**EXERCISE DIRECTIONS**
Give the part of the records that opens with the line containing "mark: the roof rail" and runs through the end of the records as a two-column CSV with the headers "text" and "answer." Write one row per record, putting its text and its answer each in a single quoted field with line breaks turned into spaces.

(Point-based annotation data)
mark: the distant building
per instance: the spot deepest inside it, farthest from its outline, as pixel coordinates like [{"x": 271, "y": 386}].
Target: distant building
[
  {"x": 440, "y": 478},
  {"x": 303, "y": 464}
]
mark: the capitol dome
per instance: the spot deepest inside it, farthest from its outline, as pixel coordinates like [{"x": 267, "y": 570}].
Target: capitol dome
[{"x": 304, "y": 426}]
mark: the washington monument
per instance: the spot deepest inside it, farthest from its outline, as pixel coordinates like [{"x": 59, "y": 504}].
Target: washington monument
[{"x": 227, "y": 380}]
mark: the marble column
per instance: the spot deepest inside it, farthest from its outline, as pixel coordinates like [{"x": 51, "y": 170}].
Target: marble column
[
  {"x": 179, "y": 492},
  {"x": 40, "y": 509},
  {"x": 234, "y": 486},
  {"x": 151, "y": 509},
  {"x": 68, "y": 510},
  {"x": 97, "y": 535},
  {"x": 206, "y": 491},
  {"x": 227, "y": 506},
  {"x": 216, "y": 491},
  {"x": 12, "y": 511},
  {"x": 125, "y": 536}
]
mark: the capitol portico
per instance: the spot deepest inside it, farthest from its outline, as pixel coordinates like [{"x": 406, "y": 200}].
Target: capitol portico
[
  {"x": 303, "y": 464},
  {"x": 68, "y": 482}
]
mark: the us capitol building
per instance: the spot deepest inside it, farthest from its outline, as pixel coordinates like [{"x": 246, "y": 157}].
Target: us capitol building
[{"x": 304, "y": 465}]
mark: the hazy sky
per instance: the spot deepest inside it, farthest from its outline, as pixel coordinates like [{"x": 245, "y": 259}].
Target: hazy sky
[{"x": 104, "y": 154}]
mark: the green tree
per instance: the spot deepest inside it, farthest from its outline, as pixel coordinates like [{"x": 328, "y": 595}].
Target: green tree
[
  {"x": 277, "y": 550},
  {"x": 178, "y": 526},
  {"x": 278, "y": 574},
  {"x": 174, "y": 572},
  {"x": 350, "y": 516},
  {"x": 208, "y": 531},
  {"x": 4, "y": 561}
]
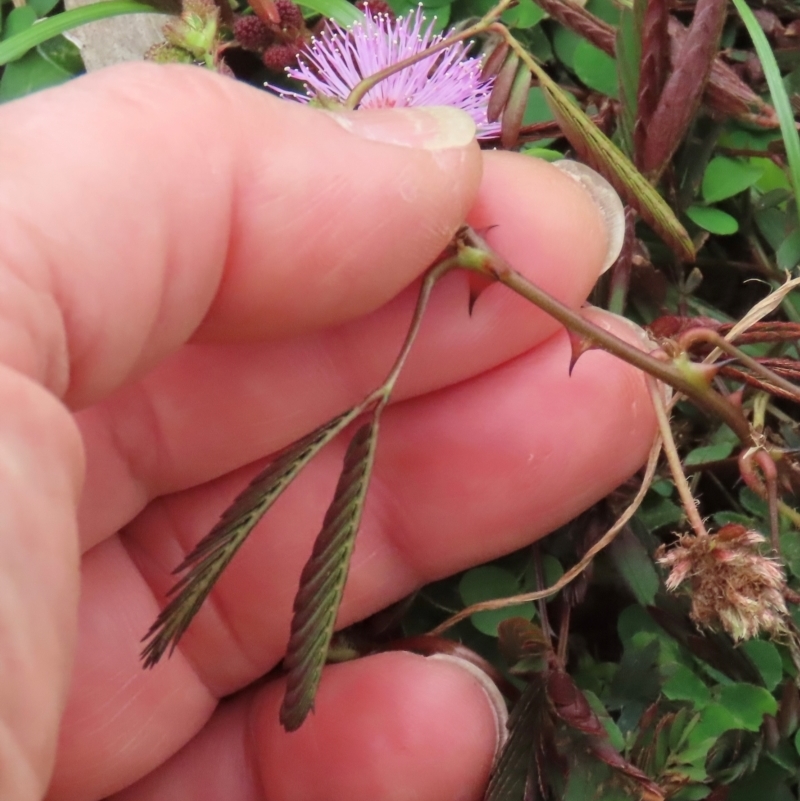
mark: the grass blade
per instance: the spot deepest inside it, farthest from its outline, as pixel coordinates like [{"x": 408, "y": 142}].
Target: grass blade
[
  {"x": 213, "y": 553},
  {"x": 323, "y": 579},
  {"x": 19, "y": 44},
  {"x": 780, "y": 99}
]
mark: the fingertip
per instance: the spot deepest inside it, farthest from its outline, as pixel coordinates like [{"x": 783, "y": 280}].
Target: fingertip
[{"x": 390, "y": 726}]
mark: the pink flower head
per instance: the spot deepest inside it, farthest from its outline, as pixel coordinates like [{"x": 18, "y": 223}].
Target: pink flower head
[{"x": 340, "y": 58}]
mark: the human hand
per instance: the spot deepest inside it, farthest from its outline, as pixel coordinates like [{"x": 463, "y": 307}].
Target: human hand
[{"x": 192, "y": 275}]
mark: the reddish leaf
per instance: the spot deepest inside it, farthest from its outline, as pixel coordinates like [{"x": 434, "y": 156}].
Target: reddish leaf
[
  {"x": 571, "y": 705},
  {"x": 726, "y": 94},
  {"x": 514, "y": 110},
  {"x": 789, "y": 709},
  {"x": 266, "y": 11},
  {"x": 684, "y": 88},
  {"x": 573, "y": 16},
  {"x": 653, "y": 68}
]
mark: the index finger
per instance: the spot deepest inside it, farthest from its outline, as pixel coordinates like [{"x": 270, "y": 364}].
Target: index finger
[{"x": 169, "y": 231}]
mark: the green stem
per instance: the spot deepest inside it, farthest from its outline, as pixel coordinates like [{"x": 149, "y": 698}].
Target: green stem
[
  {"x": 484, "y": 260},
  {"x": 382, "y": 393},
  {"x": 713, "y": 338},
  {"x": 21, "y": 43}
]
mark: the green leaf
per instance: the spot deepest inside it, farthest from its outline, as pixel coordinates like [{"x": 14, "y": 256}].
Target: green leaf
[
  {"x": 596, "y": 70},
  {"x": 790, "y": 551},
  {"x": 780, "y": 98},
  {"x": 767, "y": 658},
  {"x": 323, "y": 578},
  {"x": 612, "y": 730},
  {"x": 16, "y": 46},
  {"x": 602, "y": 154},
  {"x": 565, "y": 42},
  {"x": 629, "y": 54},
  {"x": 488, "y": 583},
  {"x": 18, "y": 20},
  {"x": 510, "y": 772},
  {"x": 715, "y": 719},
  {"x": 709, "y": 453},
  {"x": 684, "y": 685},
  {"x": 61, "y": 53},
  {"x": 537, "y": 109},
  {"x": 205, "y": 564},
  {"x": 748, "y": 704},
  {"x": 635, "y": 565},
  {"x": 42, "y": 7},
  {"x": 525, "y": 15},
  {"x": 713, "y": 220},
  {"x": 788, "y": 254},
  {"x": 725, "y": 177},
  {"x": 543, "y": 153},
  {"x": 339, "y": 10}
]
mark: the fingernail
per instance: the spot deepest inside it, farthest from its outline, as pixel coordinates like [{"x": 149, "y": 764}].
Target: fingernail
[
  {"x": 607, "y": 201},
  {"x": 495, "y": 698},
  {"x": 429, "y": 127}
]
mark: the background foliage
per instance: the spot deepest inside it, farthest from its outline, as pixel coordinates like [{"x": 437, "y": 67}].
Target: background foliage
[{"x": 616, "y": 692}]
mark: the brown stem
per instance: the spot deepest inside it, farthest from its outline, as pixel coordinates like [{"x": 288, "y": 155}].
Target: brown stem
[
  {"x": 575, "y": 570},
  {"x": 674, "y": 460},
  {"x": 689, "y": 338}
]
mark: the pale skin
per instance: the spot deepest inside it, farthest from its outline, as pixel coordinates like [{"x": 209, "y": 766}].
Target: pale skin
[{"x": 193, "y": 274}]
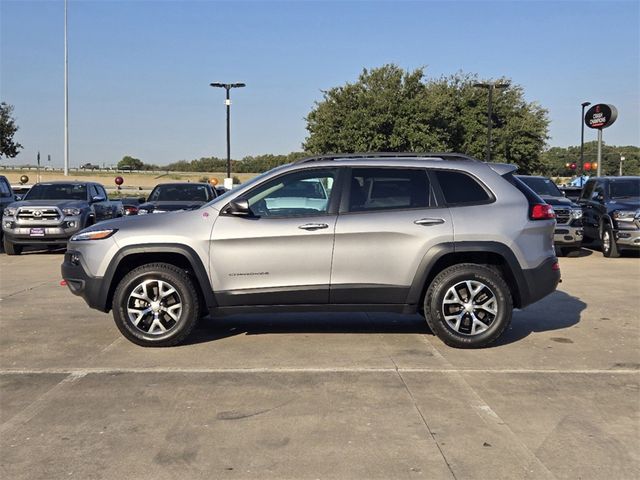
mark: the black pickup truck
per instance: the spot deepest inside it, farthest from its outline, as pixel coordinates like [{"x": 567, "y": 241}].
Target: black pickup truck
[{"x": 50, "y": 213}]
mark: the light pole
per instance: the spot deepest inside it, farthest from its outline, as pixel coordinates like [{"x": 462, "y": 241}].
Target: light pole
[
  {"x": 490, "y": 87},
  {"x": 66, "y": 96},
  {"x": 584, "y": 105},
  {"x": 228, "y": 87}
]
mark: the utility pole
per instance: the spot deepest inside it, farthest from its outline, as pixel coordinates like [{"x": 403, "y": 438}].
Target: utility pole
[
  {"x": 66, "y": 95},
  {"x": 490, "y": 87},
  {"x": 228, "y": 183}
]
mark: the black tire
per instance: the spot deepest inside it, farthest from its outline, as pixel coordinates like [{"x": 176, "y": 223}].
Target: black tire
[
  {"x": 185, "y": 294},
  {"x": 11, "y": 248},
  {"x": 609, "y": 246},
  {"x": 495, "y": 289}
]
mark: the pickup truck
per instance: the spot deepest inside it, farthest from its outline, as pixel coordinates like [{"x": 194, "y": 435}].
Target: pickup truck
[{"x": 50, "y": 213}]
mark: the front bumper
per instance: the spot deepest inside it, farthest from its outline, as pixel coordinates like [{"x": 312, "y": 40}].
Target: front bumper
[
  {"x": 568, "y": 236},
  {"x": 22, "y": 234},
  {"x": 540, "y": 281},
  {"x": 91, "y": 289}
]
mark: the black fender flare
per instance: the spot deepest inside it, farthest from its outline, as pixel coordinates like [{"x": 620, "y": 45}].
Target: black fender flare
[{"x": 435, "y": 253}]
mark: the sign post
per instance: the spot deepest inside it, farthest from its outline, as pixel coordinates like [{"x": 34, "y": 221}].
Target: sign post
[{"x": 600, "y": 116}]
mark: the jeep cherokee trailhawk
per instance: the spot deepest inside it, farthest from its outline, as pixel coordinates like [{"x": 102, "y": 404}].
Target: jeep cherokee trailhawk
[{"x": 458, "y": 240}]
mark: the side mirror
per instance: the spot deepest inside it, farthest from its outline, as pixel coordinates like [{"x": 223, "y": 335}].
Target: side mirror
[{"x": 239, "y": 207}]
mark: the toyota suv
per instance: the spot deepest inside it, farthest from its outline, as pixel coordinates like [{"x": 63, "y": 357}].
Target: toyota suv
[
  {"x": 611, "y": 211},
  {"x": 457, "y": 240}
]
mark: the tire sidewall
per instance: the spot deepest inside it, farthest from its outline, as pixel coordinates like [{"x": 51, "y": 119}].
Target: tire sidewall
[
  {"x": 450, "y": 278},
  {"x": 185, "y": 290}
]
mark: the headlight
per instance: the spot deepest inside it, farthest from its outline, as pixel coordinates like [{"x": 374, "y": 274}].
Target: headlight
[
  {"x": 93, "y": 235},
  {"x": 626, "y": 215},
  {"x": 71, "y": 211}
]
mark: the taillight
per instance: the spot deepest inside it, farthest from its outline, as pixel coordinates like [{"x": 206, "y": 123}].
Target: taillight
[{"x": 541, "y": 211}]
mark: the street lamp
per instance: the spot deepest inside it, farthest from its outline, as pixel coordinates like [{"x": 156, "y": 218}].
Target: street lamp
[
  {"x": 490, "y": 87},
  {"x": 584, "y": 105},
  {"x": 228, "y": 87}
]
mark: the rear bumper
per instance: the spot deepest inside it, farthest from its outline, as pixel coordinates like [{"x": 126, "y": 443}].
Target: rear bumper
[
  {"x": 567, "y": 236},
  {"x": 540, "y": 281},
  {"x": 91, "y": 289}
]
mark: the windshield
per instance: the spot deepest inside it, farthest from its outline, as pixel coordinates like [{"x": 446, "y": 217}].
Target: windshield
[
  {"x": 57, "y": 191},
  {"x": 250, "y": 183},
  {"x": 180, "y": 193},
  {"x": 542, "y": 186},
  {"x": 624, "y": 188}
]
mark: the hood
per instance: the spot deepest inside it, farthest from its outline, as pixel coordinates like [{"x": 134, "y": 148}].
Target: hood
[
  {"x": 624, "y": 203},
  {"x": 558, "y": 201},
  {"x": 51, "y": 203},
  {"x": 169, "y": 206}
]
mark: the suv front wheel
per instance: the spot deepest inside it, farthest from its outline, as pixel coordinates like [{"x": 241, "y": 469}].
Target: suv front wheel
[
  {"x": 468, "y": 305},
  {"x": 609, "y": 246},
  {"x": 156, "y": 305}
]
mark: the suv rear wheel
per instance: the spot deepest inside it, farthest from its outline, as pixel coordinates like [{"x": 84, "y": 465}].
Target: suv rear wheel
[
  {"x": 468, "y": 305},
  {"x": 11, "y": 248},
  {"x": 156, "y": 305}
]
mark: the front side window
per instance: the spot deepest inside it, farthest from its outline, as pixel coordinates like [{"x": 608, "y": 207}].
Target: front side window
[
  {"x": 624, "y": 188},
  {"x": 388, "y": 188},
  {"x": 461, "y": 189},
  {"x": 180, "y": 193},
  {"x": 5, "y": 190},
  {"x": 295, "y": 194}
]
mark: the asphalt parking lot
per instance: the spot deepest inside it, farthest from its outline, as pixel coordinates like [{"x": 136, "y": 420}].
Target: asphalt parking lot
[{"x": 322, "y": 396}]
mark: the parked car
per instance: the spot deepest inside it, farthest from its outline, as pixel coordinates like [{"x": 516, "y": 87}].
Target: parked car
[
  {"x": 50, "y": 213},
  {"x": 567, "y": 236},
  {"x": 572, "y": 193},
  {"x": 435, "y": 246},
  {"x": 169, "y": 197},
  {"x": 611, "y": 213},
  {"x": 6, "y": 197},
  {"x": 90, "y": 166}
]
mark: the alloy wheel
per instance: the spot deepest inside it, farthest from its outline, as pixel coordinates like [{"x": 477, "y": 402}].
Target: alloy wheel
[
  {"x": 469, "y": 307},
  {"x": 154, "y": 307}
]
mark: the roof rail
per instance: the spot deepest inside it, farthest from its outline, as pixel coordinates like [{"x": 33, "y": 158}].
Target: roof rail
[{"x": 381, "y": 155}]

**TASK RESULT**
text,answer
"mark: the roof rail per instance: the spot deepest inside it, farthest from its outline, as pixel coordinates like [{""x"": 33, ""y"": 158}]. Target: roof rail","[{""x"": 381, ""y"": 155}]"